WHAT IS EXPECTED: Select and copy each row that contains the word "rock". Only matches with the same case count.

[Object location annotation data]

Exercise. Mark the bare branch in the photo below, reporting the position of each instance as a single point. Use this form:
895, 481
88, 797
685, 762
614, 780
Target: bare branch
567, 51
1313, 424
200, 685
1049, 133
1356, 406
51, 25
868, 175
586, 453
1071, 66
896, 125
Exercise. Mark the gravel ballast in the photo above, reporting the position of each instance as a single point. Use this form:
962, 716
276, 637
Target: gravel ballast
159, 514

--

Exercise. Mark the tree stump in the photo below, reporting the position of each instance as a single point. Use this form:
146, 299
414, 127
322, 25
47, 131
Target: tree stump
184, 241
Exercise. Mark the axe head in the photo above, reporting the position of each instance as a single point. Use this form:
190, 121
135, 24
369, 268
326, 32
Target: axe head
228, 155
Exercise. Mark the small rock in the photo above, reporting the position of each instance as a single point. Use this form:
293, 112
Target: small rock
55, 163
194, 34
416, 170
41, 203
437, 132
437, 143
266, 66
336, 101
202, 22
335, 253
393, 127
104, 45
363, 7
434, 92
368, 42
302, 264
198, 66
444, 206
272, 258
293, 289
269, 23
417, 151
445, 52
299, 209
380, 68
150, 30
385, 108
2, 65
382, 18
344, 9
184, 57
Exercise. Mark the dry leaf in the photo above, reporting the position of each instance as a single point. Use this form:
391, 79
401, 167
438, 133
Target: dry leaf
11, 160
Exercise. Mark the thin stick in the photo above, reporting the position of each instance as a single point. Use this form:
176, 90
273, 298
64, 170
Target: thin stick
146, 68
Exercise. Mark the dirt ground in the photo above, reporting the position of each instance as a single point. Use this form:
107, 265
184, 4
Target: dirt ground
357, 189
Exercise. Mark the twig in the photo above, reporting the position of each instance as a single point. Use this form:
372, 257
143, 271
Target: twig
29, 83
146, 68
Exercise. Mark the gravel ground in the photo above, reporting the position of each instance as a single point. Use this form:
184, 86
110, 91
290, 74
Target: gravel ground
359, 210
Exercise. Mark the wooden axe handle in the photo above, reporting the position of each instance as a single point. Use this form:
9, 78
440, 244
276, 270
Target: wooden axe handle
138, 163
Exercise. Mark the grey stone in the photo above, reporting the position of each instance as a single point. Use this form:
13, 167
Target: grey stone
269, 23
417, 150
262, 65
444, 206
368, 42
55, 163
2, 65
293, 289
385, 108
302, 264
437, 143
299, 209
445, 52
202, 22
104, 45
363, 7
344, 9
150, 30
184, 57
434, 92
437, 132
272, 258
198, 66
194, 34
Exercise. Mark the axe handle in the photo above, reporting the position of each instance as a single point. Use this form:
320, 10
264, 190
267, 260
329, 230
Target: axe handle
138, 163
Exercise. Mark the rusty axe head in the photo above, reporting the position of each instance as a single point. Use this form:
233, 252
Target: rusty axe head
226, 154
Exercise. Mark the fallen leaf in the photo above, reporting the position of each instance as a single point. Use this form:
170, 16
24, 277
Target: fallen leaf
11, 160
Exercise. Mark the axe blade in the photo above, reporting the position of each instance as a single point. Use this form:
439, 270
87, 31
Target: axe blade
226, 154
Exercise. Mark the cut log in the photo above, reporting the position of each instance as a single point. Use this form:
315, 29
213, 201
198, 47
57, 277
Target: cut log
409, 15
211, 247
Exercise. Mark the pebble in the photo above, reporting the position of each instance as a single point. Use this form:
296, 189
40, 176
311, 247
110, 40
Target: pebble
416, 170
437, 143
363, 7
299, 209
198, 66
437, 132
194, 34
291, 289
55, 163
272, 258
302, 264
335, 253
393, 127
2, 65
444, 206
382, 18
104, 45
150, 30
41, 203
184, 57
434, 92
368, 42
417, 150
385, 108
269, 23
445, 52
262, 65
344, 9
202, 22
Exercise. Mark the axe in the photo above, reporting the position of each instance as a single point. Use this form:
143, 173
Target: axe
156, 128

EXERCISE SOLUTION:
Exercise. Mark the small rock in the photo above, reporting the position of each instance as a single point. Use this form:
Target: small rock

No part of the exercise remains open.